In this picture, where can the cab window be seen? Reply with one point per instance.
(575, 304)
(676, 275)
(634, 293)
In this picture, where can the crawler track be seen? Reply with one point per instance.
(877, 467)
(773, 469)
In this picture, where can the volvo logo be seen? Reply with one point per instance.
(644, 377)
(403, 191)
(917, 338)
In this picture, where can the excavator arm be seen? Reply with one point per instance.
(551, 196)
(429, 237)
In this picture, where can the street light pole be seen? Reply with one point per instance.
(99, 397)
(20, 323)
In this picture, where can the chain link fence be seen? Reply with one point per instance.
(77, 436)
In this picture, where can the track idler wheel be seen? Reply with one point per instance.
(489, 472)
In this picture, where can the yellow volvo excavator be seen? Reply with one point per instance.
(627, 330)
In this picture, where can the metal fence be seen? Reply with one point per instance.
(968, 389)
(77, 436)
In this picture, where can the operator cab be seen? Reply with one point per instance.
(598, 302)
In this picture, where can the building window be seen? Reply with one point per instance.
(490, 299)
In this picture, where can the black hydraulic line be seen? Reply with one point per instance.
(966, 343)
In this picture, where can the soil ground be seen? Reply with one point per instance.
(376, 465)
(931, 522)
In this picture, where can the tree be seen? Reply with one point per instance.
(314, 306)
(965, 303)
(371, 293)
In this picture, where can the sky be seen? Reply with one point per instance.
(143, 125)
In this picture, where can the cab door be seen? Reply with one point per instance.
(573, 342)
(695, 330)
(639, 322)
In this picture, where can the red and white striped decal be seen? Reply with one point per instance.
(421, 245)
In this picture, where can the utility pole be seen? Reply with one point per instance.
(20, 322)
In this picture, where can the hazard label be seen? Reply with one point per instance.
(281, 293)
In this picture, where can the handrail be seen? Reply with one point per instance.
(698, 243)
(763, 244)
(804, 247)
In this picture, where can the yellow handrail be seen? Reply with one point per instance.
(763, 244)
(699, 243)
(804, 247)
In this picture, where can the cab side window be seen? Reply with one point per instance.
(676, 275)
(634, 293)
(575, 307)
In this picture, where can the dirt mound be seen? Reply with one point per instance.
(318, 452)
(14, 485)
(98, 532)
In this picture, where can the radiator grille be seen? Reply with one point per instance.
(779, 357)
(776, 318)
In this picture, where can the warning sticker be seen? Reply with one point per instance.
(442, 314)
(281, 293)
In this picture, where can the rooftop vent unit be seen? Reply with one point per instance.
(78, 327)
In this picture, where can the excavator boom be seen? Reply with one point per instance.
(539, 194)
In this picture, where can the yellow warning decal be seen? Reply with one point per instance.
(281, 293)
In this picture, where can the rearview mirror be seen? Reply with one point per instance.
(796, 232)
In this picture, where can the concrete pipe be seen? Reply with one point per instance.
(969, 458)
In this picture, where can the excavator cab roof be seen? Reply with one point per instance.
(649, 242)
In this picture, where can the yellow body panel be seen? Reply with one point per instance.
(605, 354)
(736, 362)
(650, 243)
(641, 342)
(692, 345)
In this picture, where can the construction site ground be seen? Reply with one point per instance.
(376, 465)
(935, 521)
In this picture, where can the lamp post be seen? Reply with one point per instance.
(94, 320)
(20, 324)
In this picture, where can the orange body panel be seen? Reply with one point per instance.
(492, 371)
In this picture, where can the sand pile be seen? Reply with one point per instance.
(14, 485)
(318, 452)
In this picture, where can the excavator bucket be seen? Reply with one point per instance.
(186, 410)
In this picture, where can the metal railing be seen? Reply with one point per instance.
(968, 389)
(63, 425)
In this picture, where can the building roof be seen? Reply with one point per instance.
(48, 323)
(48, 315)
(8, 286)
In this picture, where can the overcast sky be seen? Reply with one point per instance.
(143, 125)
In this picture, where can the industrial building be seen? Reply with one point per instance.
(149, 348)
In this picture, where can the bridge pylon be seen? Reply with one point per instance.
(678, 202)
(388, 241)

+ + + +

» **WHAT TO PRODUCE**:
Can you give every line above again, exactly as written?

» **SOLUTION FOR THIS EXERCISE**:
In this picture, where can the cab window be seen? Reply with one point per instance.
(575, 304)
(676, 275)
(634, 293)
In this picture, where can the crawler track be seen? Reply with one point per instance.
(877, 467)
(773, 469)
In this picture, where can the volvo logo be seen? Reply with one point per instance.
(644, 377)
(403, 191)
(917, 338)
In this picture, where can the excavator arm be seen? Reply with one point per instance.
(551, 196)
(429, 237)
In this picture, where can the street light pole be seen? Reply with one point per instance.
(99, 397)
(20, 323)
In this picture, where can the chain link fence be seen? Reply with one point per instance.
(77, 436)
In this picture, where can the track idler wheel be seen? Reply with one point per instance.
(489, 472)
In this picture, where can the yellow volvo excavator be seen? Reply with one point per instance.
(627, 330)
In this picture, where can the metal fence be seen? Reply with one point per instance.
(968, 389)
(77, 436)
In this picture, where can the operator cab be seen? Reply with one point per instance.
(598, 302)
In this picture, where can the building window be seen? Reply with one point per instance.
(490, 299)
In this picture, where can the black hydraulic line be seen? Reply with one point per instance.
(966, 343)
In this picture, where can the soil ground be seen? Reply with one point per instance.
(376, 465)
(931, 522)
In this picture, where can the tree be seen? Reply with one point per instance.
(314, 306)
(965, 303)
(371, 293)
In this picture, where can the sky be seen? Reply with one point per instance.
(143, 125)
In this picture, where can the cab door be seen? Reply with one point per instance.
(573, 342)
(695, 330)
(639, 322)
In this picture, where can the red and white striped decal be seen? Reply with one point per instance.
(421, 245)
In this picture, where can the utility pole be seen? Reply with one point per instance.
(20, 322)
In this picture, where can the hazard label be seen? Reply with one point per instance.
(281, 293)
In this picture, where can the handrail be seen? Reply with one point per instance.
(698, 243)
(763, 244)
(804, 247)
In this picture, where can the yellow handrail be seen? Reply with one point per instance.
(763, 244)
(699, 243)
(804, 247)
In this picture, where can the cab side window be seen? Reply with one point per instance.
(676, 275)
(634, 293)
(575, 307)
In this picture, where can the dirt mound be seen? Reply with one point per instance.
(318, 452)
(14, 485)
(98, 532)
In this picture, where can the radiator grille be seen? Reply with one point per instance.
(779, 357)
(776, 318)
In this picture, where can the warning sticker be seen? Reply with one point per instance.
(442, 314)
(281, 293)
In this picture, where can the rooftop vent unit be seen? Reply with one point per instance.
(78, 327)
In this picture, where can the excavator boom be seen? Reply with one point per instance.
(539, 194)
In this picture, where can the yellow warning decal be seen? Reply with one point per instance.
(281, 293)
In this picture, where can the rearview mirror be seen? Reply with one point per instance.
(796, 232)
In this picture, where can the concrete pipe be seen? Reply with one point per instance.
(969, 458)
In this picture, where can the excavator cab roof be seen? Reply with one point per instance.
(649, 242)
In this picture, where can the yellow body panel be seen? Reply with one point per instance.
(605, 354)
(736, 362)
(650, 243)
(641, 342)
(692, 345)
In this picture, where can the construction site ground be seen? Reply with one point per instance.
(376, 465)
(935, 521)
In this picture, where can the lamp post be seen? Reply with one point per instance.
(94, 320)
(20, 324)
In this picture, where can the orange body panel be seen? Reply with one point per instance.
(492, 371)
In this picture, where can the sand pile be seen? Reply with one point per instance.
(14, 485)
(318, 452)
In this picture, where can the excavator bucket be seen? Reply with one point per instance.
(186, 410)
In this picture, where can the metal railing be seen? Reply with one point per instance.
(968, 389)
(63, 425)
In this picture, where can the building roof be seen? Reply with one point per instance.
(48, 323)
(48, 315)
(8, 286)
In this picture, where can the overcast sky be seen? Reply with one point per instance.
(143, 125)
In this picture, where can the industrial building be seen? Reply with one point per instance.
(149, 348)
In this picture, where can the bridge pylon be seen? Reply with one point per instance.
(678, 202)
(388, 241)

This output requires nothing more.